> Task instructions:
1 – Reproduce everything in the Prince book review from "30 of 30 people" down to "to hear that.".
2 – According to the Prince book review, which two interviewees are vital players in the Prince saga?
3 – Carry the Prince book review on past its final sentence with the next part.

> Page:
^^^^^^^^
30 of 30 people found the following review helpful:
4.0 out of 5 stars Hold the line, everybody, August 17, 2003
By 
If you're a devoted, got-everything, member-of-npg-online Prince fanatic, skip this book. It paints Prince as a fallible human being, and you don't want to hear that.

For the rest of us (I'm a fairly big Prince fan), this is an enlightening look at Prince's career through 2002. I didn't find the reporting to be tabloidesque - both Alex and the people interviewed (including such vital players in the Prince saga as Alan Leeds and Dr Fink) paint Prince as a fascinating and incredible human being, both with strengths (mostly musical and visionary) and weaknesses (mainly in business and interpersonal relationships, as well as the "always taking credit but never taking blame" facet that is common to many people in his position). None of what I read contradicts what I knew about the man, and reading the book threw him into sharper focus. I don't entirely agree with Alex's reviews of particular Prince albums or songs, but his insights prove very engaging reading to any Prince fan, and I think the overall picture he paints is fascinating.
^^^^^^^^
> Material:

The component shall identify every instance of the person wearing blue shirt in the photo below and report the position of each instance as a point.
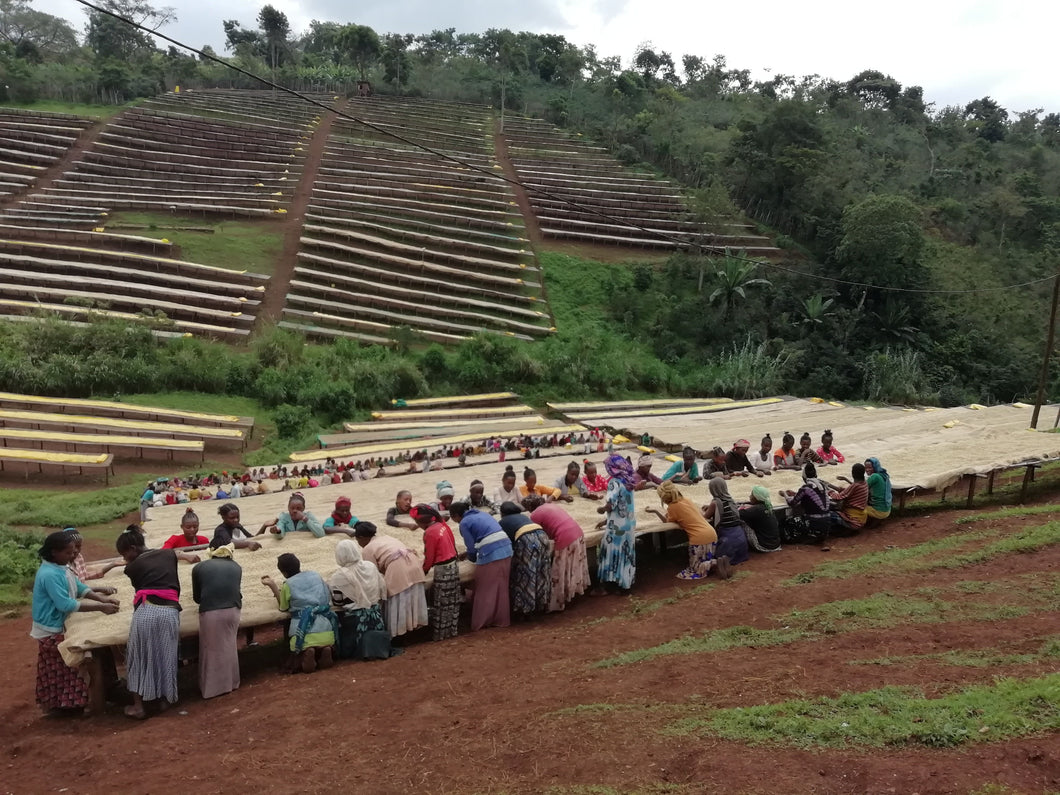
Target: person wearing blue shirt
^^^^^^^^
> Solved tasks:
1 –
30 of 30 people found the following review helpful:
4.0 out of 5 stars Hold the line, everybody, August 17, 2003
By 
If you're a devoted, got-everything, member-of-npg-online Prince fanatic, skip this book. It paints Prince as a fallible human being, and you don't want to hear that.

2 – Alan Leeds and Dr Fink.

3 –
I do think there's a major flaw in the book, and that's its division into two halves: Rise and Fall. Alex's basic premise is that Prince was on an upward climb until around 1988 (around the time Black Album was due to be released) and been falling ever since. Due to this, everything that's happened in Prince's career is seen as confirming this theory. So "Controversy" (which was more or less a sidestep) is treated as an artistic consolidation, "Diamonds and Pearls" as a commercial sellout (which it may have been, but it still returned him to the public eye), and "The Gold Experience" as a commercial flop (while it didn't sell too well, it was a critical success). This coloring of the facts doesn't really detract from the book as a whole, but it does make Prince's career look more like a mountain (up then down) rather than the peak-and-valley rollercoaster ride it has actually been.

I don't think this flaw should detract any less-than-fanatical Prince fan from reading and enjoying this book. Lots of interesting information, and almost none of it of the "juicy" nature - most having to do with unrelease tracks, abandoned projects, and so forth. Pick it up if this sounds intriguing.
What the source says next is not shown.